Exercise prompt »
Print the entries character for character, from their start through the line containing "MULTIPOLYGON (((404 165, 360", inclusive, and leave the pictures out.

※ ※ ※

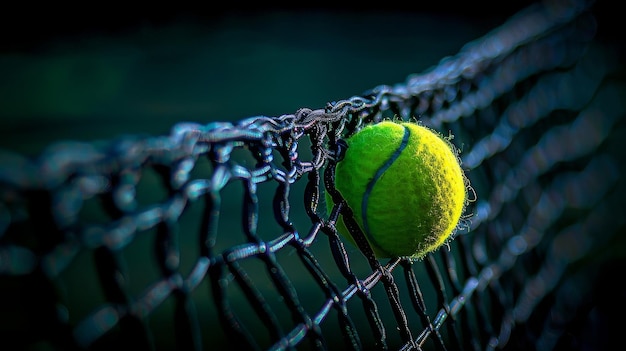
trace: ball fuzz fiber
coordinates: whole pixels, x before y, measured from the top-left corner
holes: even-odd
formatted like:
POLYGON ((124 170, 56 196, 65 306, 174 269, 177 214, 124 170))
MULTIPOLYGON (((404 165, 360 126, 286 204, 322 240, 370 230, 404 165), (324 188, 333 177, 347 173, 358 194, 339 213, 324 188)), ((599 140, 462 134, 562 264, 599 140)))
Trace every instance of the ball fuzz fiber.
MULTIPOLYGON (((410 122, 368 125, 346 140, 335 187, 379 258, 423 258, 457 228, 469 187, 454 146, 410 122)), ((333 207, 326 194, 328 211, 333 207)), ((342 217, 337 230, 352 243, 342 217)))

※ ※ ※

Solution to the problem »
trace: ball fuzz fiber
coordinates: whole pixels, x before y, measured from the top-left corner
holes: even-odd
formatted like:
POLYGON ((124 170, 56 196, 65 306, 174 269, 177 214, 124 170))
MULTIPOLYGON (((404 165, 360 126, 286 204, 322 240, 370 230, 404 165), (324 188, 333 177, 347 173, 358 194, 339 213, 324 188)), ((599 140, 462 134, 562 264, 599 140)))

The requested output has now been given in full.